◆ GIVEN TASK: Please reproduce each of the following items line for line, changing nothing.

◆ RECORDS SHOWN:
[Start]

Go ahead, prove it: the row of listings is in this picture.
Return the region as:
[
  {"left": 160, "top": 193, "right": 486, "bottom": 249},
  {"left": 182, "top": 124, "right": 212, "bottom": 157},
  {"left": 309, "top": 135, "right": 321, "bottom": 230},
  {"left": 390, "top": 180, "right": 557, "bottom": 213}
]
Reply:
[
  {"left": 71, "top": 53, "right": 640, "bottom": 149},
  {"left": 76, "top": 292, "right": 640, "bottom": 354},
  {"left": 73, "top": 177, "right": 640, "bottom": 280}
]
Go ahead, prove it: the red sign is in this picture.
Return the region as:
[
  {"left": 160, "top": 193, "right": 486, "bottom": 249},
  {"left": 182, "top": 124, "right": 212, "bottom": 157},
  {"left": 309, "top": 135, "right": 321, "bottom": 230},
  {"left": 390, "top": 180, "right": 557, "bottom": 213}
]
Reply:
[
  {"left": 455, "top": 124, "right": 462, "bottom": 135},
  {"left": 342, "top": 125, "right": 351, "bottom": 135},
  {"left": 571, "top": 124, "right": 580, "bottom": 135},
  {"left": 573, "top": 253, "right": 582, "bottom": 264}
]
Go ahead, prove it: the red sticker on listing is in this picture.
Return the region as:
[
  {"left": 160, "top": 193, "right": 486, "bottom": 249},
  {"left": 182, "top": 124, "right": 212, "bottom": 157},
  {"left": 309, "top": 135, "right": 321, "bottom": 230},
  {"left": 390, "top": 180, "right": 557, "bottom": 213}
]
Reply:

[End]

◆ TASK RESPONSE:
Go ahead, prove it: the row of listings is in this picture.
Return the region as:
[
  {"left": 160, "top": 193, "right": 486, "bottom": 249},
  {"left": 182, "top": 124, "right": 212, "bottom": 157},
  {"left": 309, "top": 135, "right": 321, "bottom": 230},
  {"left": 390, "top": 180, "right": 557, "bottom": 213}
]
Reply:
[
  {"left": 71, "top": 53, "right": 640, "bottom": 149},
  {"left": 76, "top": 292, "right": 640, "bottom": 354},
  {"left": 73, "top": 177, "right": 640, "bottom": 280}
]
Go ahead, prove it: the red sign is in this picture.
Return the region as:
[
  {"left": 160, "top": 193, "right": 486, "bottom": 249},
  {"left": 182, "top": 124, "right": 212, "bottom": 157},
  {"left": 309, "top": 135, "right": 321, "bottom": 230},
  {"left": 390, "top": 180, "right": 557, "bottom": 213}
]
Reply:
[
  {"left": 455, "top": 124, "right": 462, "bottom": 135},
  {"left": 342, "top": 125, "right": 351, "bottom": 135},
  {"left": 571, "top": 124, "right": 580, "bottom": 135},
  {"left": 573, "top": 253, "right": 582, "bottom": 264}
]
Go ahead, prove it: the red sticker on listing is in this picture.
Return the region as:
[
  {"left": 160, "top": 193, "right": 486, "bottom": 249},
  {"left": 182, "top": 124, "right": 212, "bottom": 157},
  {"left": 309, "top": 135, "right": 321, "bottom": 230},
  {"left": 390, "top": 180, "right": 557, "bottom": 213}
]
Reply:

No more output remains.